Dataset records:
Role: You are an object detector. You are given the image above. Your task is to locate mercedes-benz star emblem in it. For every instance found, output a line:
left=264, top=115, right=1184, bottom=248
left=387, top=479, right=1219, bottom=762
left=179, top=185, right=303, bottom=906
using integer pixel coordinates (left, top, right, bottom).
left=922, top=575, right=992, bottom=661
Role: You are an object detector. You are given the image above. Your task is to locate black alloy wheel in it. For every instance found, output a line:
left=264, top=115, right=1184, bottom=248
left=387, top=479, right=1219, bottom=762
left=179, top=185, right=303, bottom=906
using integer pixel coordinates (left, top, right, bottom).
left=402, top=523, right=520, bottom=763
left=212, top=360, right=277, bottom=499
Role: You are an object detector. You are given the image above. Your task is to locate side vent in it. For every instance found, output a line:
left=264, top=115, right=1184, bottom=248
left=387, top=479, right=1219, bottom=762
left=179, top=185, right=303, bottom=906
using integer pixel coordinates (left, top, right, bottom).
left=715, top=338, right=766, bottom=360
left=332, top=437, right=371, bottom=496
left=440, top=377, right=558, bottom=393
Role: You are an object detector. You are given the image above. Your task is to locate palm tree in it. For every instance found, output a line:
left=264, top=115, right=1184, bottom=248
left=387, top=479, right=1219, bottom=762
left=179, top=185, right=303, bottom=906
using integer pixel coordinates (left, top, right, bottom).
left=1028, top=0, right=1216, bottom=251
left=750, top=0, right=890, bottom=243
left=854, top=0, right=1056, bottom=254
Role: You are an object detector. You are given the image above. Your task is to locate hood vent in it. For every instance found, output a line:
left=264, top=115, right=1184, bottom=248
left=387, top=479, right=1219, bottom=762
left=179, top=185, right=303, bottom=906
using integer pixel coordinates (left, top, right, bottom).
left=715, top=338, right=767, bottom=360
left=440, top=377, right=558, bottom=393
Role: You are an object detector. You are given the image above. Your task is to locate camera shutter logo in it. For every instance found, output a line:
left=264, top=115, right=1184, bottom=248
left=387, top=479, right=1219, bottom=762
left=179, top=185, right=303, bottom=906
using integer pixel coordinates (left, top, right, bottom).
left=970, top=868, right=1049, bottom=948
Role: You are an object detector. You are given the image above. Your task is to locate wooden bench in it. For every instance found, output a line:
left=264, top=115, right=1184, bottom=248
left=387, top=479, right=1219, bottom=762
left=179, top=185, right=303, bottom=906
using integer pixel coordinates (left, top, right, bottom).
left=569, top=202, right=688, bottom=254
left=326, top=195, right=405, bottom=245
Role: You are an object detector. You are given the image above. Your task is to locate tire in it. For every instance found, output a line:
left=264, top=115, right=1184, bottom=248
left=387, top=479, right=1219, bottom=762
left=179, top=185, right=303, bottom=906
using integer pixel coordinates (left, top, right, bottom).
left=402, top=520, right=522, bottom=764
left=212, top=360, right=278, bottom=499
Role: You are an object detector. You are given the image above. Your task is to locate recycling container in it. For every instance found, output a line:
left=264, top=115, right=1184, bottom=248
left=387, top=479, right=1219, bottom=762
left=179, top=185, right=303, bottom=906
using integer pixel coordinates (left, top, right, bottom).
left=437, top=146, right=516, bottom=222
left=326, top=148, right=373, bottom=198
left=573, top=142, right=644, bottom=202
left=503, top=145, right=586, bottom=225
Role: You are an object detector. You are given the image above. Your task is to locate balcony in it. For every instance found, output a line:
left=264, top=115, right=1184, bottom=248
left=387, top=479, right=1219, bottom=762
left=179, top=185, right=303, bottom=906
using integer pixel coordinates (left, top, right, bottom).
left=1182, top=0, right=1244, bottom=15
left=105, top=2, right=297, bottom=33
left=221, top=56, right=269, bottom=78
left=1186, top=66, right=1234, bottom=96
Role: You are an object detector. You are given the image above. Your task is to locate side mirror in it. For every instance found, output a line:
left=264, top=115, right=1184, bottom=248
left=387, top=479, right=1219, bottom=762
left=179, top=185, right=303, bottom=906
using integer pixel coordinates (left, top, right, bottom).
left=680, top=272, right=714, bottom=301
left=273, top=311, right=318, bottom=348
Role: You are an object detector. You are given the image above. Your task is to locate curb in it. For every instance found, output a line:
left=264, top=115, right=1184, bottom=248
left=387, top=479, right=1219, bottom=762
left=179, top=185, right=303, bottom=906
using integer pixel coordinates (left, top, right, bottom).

Task directions: Reproduce each of the rows above verbatim, with no alterations.

Solution:
Role: You are an object detector. You are given the image above. Your task is to locate mercedes-benz star emblem in it. For every instance found, output a line:
left=264, top=115, right=1184, bottom=248
left=387, top=479, right=1219, bottom=762
left=179, top=185, right=303, bottom=906
using integer pixel coordinates (left, top, right, bottom).
left=922, top=575, right=992, bottom=661
Role: You are an object detector. You are given the image above. Your task is to locate black alloy wheel in it. For every instance found, output a line:
left=264, top=115, right=1184, bottom=248
left=387, top=479, right=1219, bottom=762
left=179, top=185, right=303, bottom=906
using integer pixel coordinates (left, top, right, bottom).
left=402, top=523, right=520, bottom=763
left=212, top=360, right=277, bottom=499
Role: You are an object detector. You are given the image above. Your task is to locate side vent in it. For every instance found, output a line:
left=264, top=115, right=1184, bottom=248
left=387, top=479, right=1219, bottom=762
left=179, top=185, right=303, bottom=906
using integer pixel coordinates (left, top, right, bottom).
left=715, top=338, right=766, bottom=360
left=332, top=437, right=371, bottom=496
left=440, top=377, right=558, bottom=393
Role: You are an object detector. You are given the image above. Your task is to locate palm tree in it. For every instance found, output a line:
left=264, top=115, right=1184, bottom=248
left=387, top=479, right=1219, bottom=762
left=179, top=185, right=303, bottom=906
using integer pixel coordinates (left, top, right, bottom).
left=1028, top=0, right=1216, bottom=251
left=750, top=0, right=890, bottom=243
left=854, top=0, right=1056, bottom=254
Role: You are an object detector. You are given the image above. Your task is to locate hood vent in it. For every instance found, output a line:
left=264, top=115, right=1184, bottom=248
left=387, top=479, right=1219, bottom=762
left=179, top=185, right=303, bottom=906
using integer pixel coordinates (left, top, right, bottom).
left=715, top=338, right=767, bottom=360
left=440, top=377, right=558, bottom=393
Role: You are an object detector. You are given the image above. Your task is to locate camera shutter logo in it. For every instance found, output a line:
left=264, top=115, right=1184, bottom=248
left=387, top=479, right=1219, bottom=762
left=179, top=185, right=303, bottom=906
using integer pixel coordinates (left, top, right, bottom).
left=970, top=868, right=1049, bottom=948
Role: You are an object detector. You are given the image above. Your task is to locate wooden bench in it. For every instance found, output a line:
left=264, top=115, right=1184, bottom=248
left=387, top=479, right=1219, bottom=762
left=179, top=185, right=303, bottom=906
using integer pixel coordinates (left, top, right, bottom).
left=569, top=202, right=688, bottom=254
left=326, top=195, right=405, bottom=245
Role: You are an object detector. You are given the image above. Your task is to locate tire in it. For every instance found, output a line:
left=264, top=115, right=1184, bottom=248
left=387, top=479, right=1219, bottom=762
left=179, top=185, right=303, bottom=906
using integer pixel coordinates (left, top, right, bottom).
left=402, top=520, right=522, bottom=764
left=212, top=360, right=278, bottom=499
Role: You are an object detector. You are given the image above. Your task is to locate recycling container in it. For every instance found, output a line:
left=264, top=115, right=1184, bottom=248
left=387, top=479, right=1219, bottom=762
left=179, top=185, right=303, bottom=906
using integer pixel coordinates (left, top, right, bottom).
left=437, top=146, right=516, bottom=222
left=326, top=148, right=373, bottom=198
left=573, top=142, right=644, bottom=202
left=503, top=145, right=586, bottom=225
Role: You are an object detector. You are given the image above. Your task is to locate balcony in it. For every instance found, output a line:
left=264, top=115, right=1184, bottom=248
left=387, top=479, right=1219, bottom=762
left=179, top=185, right=303, bottom=906
using integer pixel coordinates (left, top, right, bottom).
left=1182, top=0, right=1244, bottom=15
left=105, top=2, right=297, bottom=33
left=221, top=56, right=269, bottom=78
left=1186, top=66, right=1234, bottom=96
Role: You are an object detector. You are given the image above. Your task is to locate side mirror in it. For every instance found, output a line:
left=264, top=115, right=1184, bottom=248
left=387, top=479, right=1219, bottom=762
left=179, top=185, right=303, bottom=906
using integer pixel coordinates (left, top, right, bottom).
left=680, top=272, right=714, bottom=301
left=273, top=311, right=318, bottom=348
Role: You are an object detector. You are given the image above. Your task is to locate curb in it. For every instance found, output a line:
left=264, top=115, right=1184, bottom=248
left=387, top=479, right=1219, bottom=762
left=179, top=185, right=303, bottom=906
using integer pixel coordinates (left, top, right, bottom).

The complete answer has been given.